Dataset entries
□ □ □ □ □
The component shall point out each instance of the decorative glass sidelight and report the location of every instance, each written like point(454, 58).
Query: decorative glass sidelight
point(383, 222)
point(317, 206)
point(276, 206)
□ □ □ □ □
▸ What needs to be done: Copy out every line of the records above word for word, without changing anything.

▸ Written answer:
The component shall point out each instance of the decorative glass sidelight and report the location of every instance, each written like point(454, 58).
Query: decorative glass sidelight
point(383, 222)
point(317, 206)
point(276, 206)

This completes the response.